Freemasons & Zombies: The Conspiracy
A funny, yet eerie thing happens when you wander into the world of secret conspiracies; like wandering the Cretan Labyrinth, it’s easy to lose sight of both your original starting point and your ultimate goal.
Our theory that early operative Freemasons became familiar with “revenants” (creatures that in folklore later became zombies and vampires), and codified the means of how to destroy them in certain ceremonies has been met with the expected amount of derision and skepticism. I think that many people simply fail to understand that Freemasons, being employed by the Catholic Church to work on their buildings, had a need to keep their activities on the downlow so as not to be accused of trafficking with the demonic by the less educated and more superstitious population.
We expected this when I volunteered to be the one to publish the ideas.

▶ **ASSIGNMENT 1**
According to the Freemasons and zombies piece, who employed the Freemasons to work on their buildings?
▶ **ASSIGNMENT 2**
Rewrite the paragraph of the Freemasons and zombies piece that begins "Our theory that early operative Freemasons" in a shorter form, keeping its main facts.
▶ **ASSIGNMENT 3**
Reproduce the part of the Freemasons and zombies piece starting with "Freemasons & Zombies: The" and going on through "more superstitious population.", word for word.
The material after this point comes from a different source.

▶ **Saved data entries**
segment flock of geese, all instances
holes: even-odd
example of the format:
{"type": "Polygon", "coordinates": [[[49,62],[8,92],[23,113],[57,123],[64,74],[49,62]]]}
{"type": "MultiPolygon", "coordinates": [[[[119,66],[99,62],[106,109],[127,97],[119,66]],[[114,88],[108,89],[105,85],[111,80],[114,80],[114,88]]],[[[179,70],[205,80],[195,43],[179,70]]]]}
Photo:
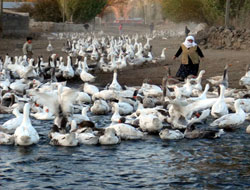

▶ **EXERCISE RESPONSE 1**
The Catholic Church.

▶ **EXERCISE RESPONSE 2**
The theory holds that early operative Freemasons knew of revenants, the folklore creatures that later became zombies and vampires, and built the means of destroying them into certain ceremonies. It has met the expected derision and skepticism. The author thinks critics fail to see that the Freemasons worked on Catholic Church buildings and so had to keep these activities quiet. Otherwise a less educated, more superstitious population might accuse them of dealing with the demonic.

▶ **EXERCISE RESPONSE 3**
Freemasons & Zombies: The Conspiracy
A funny, yet eerie thing happens when you wander into the world of secret conspiracies; like wandering the Cretan Labyrinth, it’s easy to lose sight of both your original starting point and your ultimate goal.
Our theory that early operative Freemasons became familiar with “revenants” (creatures that in folklore later became zombies and vampires), and codified the means of how to destroy them in certain ceremonies has been met with the expected amount of derision and skepticism. I think that many people simply fail to understand that Freemasons, being employed by the Catholic Church to work on their buildings, had a need to keep their activities on the downlow so as not to be accused of trafficking with the demonic by the less educated and more superstitious population.